WORK INSTRUCTIONS
[A] In the writing blog, which publisher is running a survey about cover art for an upcoming release?
[B] Carry on the writing blog from the point where it stops.

ARTICLE
>>>

Perhaps a new author needs to release books quickly to build a following—I have my doubts about that—but from then on, what’s the hurry? I don’t see word of mouth—which people at every level in the writing business credit with really moving books off shelves—as happening without the passing of time.

There may be economic reasons I am unaware of for books to come out every six months, but for the sake of craft, I say, Slow down!

– – –

I’m a survey kind of person (is that because I’m opinionated? Hmmm. Something ELSE to ponder). If you’re interested, Bethany House is conducting a survey regarding the cover art for an upcoming release. If you’d like to participate, go to this link. It takes just a few minutes and gives you an idea of some of what pub boards must consider.

Published in: on January 31, 2007 at 10:34 am  Comments (2)  

The Tantalizing Temptation for Less than Best


For an aspiring author of Christian fiction (me), is it disobedient to settle for OK writing? If I know it’s OK and I also know how I could make it great but choose not to do so, then I would say, yes, I’m being disobedient.

There’s the thing that makes it impossible for a reader or another writer to make a judgment about an author—if I also know how I could make it great.

Sometimes the problems of craft or story we see in a book exist because the author just didn’t know there was a better way or didn’t see the snags as snags. How can a writer fix something he doesn’t believe is broken?

It takes someone coming alongside and saying, Here’s the problem I see with this story, scene, paragraph, sentence, or word. Such feedback is invaluable, though sometimes painful, but the author who listens, who really internalizes the new piece of knowledge will continue to improve.

Why wouldn’t an author want to improve? I know one thing that drives me to improve is that I am not published. Will I continue to feel as passionate about quality writing if God sees fit to bring about publication for my fiction?

I mean, then I’d have a contract, and myriads of other tasks to complete. Maybe OK writing is … well, OK … when time is short, when I know an editor will clean up my mess for me. Especially if readers don’t seem to notice, if reviews are generally good.

What a temptation!

Come to think about it, I’m adding “Temptation to write less than my best” to my list of giants in writer-land. 😉

Published in: on January 30, 2007 at 10:34 am  Comments (3)

<<<

DATA EXCERPT
>>>

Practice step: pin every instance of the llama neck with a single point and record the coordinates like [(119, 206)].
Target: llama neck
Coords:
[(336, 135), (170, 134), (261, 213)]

<<<

ANSWERS
[A] Bethany House

[B]
Writing Pretty Much OK


When God calls us to a task, is it disobedient to do it half-heartedly? How about three-quarters-heartedly? Or seven-eighths-heartedly?

Now obviously not everyone has the same talent or the same amount of talent. In a recent conversation, I erroneously made the point that the man from Jesus’s parable given five talents could have earned 10 instead of an additional 5. After more thought, I don’t believe so. His master gave him 5 because he knew he was capable of dealing with 5, and in fact he came through, doubling what he’d been entrusted with. For his work, the master praised him and rewarded him.

But what if the 5-talent guy had earned only 2 or 4, or the 10-talent guy earned only 5 or 9? It’s not quite the same as the guy who took the talent and buried it, returning it to the master with no yield. I’m wondering about some yield, just not the full measure.

And of course, because the Bible is silent about the subject, I don’t know how profitable it is to ponder the question. It is sort of like asking, How close to the line can I get without going over? Is on the line considered over?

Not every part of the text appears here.